— RECORDS TO PROCESS —
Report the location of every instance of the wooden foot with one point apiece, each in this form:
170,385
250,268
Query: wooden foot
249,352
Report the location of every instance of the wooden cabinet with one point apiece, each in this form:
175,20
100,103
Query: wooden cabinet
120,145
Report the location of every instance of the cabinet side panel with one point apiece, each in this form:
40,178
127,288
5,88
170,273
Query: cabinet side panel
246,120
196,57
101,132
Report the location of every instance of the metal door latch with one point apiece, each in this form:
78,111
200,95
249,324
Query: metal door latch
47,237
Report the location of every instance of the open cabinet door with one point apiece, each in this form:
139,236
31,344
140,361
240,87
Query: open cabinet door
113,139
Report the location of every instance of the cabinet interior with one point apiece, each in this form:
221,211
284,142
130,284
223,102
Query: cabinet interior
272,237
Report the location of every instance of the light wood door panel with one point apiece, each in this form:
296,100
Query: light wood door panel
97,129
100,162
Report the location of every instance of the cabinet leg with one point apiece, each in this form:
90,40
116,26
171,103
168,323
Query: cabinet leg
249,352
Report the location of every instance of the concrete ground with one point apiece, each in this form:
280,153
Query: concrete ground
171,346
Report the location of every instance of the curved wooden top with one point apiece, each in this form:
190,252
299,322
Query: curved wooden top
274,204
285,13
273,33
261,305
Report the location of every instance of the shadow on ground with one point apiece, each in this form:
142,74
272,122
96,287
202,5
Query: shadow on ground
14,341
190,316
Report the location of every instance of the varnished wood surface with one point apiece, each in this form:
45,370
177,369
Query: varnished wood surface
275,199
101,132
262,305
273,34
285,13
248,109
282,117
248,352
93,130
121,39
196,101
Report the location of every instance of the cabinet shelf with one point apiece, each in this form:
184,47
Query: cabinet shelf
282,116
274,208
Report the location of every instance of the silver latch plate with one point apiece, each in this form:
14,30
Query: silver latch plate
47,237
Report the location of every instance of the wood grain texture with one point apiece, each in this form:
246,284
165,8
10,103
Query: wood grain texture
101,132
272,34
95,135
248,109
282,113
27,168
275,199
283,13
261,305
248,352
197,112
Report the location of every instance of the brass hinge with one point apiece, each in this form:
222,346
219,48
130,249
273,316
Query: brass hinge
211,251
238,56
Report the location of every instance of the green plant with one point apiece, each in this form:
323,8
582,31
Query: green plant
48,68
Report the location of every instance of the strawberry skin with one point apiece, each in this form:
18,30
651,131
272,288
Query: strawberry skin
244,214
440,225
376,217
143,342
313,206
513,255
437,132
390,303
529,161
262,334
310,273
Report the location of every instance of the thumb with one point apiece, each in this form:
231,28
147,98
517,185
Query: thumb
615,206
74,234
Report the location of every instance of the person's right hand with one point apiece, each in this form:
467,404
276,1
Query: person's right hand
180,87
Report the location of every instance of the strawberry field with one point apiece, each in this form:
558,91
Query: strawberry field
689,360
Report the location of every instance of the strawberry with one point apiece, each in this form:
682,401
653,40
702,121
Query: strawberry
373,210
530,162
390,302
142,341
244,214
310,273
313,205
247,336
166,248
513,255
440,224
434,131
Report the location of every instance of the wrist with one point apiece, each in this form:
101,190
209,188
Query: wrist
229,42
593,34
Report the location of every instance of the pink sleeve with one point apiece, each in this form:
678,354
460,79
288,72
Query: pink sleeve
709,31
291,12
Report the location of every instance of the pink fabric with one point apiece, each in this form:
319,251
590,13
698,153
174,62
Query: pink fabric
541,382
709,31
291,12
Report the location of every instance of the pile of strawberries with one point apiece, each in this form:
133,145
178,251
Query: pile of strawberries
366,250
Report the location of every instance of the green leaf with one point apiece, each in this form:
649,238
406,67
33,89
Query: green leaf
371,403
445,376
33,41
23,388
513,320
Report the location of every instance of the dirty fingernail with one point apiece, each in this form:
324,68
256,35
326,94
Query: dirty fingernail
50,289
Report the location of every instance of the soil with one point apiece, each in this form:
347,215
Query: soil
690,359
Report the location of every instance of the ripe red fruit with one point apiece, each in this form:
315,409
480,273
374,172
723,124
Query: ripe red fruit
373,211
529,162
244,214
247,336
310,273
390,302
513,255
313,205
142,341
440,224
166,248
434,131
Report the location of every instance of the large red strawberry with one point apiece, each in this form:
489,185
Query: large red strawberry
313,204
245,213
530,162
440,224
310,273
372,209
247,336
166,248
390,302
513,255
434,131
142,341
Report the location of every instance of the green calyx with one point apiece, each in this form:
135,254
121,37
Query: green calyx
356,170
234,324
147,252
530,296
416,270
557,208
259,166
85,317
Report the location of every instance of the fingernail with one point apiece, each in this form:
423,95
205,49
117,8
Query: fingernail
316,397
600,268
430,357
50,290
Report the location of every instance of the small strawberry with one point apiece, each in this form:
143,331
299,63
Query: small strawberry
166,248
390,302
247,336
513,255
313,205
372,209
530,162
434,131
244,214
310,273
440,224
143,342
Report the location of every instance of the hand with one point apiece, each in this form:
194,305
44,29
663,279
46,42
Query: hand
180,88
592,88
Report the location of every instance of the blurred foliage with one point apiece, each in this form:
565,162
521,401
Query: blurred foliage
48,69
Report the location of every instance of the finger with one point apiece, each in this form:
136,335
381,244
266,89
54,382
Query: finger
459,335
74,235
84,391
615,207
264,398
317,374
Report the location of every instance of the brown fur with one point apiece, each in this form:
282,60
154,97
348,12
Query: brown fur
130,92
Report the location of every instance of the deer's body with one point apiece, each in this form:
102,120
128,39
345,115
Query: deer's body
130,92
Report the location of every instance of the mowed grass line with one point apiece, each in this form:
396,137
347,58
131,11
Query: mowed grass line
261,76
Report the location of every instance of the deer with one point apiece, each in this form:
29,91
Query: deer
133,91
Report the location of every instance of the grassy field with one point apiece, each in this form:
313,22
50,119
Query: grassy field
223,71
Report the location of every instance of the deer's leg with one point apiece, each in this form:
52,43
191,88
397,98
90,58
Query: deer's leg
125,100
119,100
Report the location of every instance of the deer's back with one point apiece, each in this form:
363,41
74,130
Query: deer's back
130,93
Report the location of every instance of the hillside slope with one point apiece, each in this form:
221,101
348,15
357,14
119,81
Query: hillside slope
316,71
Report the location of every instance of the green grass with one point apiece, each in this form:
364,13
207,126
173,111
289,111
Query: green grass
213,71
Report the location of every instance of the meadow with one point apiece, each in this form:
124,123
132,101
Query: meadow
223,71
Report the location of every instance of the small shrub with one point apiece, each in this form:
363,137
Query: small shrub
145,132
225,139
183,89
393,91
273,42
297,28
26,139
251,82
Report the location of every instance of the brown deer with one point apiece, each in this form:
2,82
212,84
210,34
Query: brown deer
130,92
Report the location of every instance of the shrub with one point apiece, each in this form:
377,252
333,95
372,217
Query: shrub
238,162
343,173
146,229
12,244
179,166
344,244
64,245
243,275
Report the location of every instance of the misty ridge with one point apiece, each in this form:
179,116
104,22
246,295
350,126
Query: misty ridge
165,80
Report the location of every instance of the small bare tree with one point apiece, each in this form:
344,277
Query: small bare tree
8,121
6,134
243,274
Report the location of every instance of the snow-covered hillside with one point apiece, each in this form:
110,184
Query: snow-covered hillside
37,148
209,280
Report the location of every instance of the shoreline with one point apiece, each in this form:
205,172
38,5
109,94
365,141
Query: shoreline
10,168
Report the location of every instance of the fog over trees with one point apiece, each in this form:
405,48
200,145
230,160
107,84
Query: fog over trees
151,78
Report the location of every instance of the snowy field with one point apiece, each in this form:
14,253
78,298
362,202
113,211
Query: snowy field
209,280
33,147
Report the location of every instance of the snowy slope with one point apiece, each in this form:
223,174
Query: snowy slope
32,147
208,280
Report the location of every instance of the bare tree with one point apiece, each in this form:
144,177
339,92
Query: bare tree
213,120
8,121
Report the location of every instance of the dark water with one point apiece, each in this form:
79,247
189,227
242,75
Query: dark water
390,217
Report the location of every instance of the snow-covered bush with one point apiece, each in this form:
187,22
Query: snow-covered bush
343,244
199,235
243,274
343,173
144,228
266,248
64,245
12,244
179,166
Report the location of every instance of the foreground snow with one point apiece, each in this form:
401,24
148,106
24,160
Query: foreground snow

— EXERCISE REQUIREMENTS —
Locate the lines above that contain "foreground" and copy them.

— ANSWER SECTION —
Report the location of every instance of the foreground snow with one point apiece, each in this form:
Query: foreground snow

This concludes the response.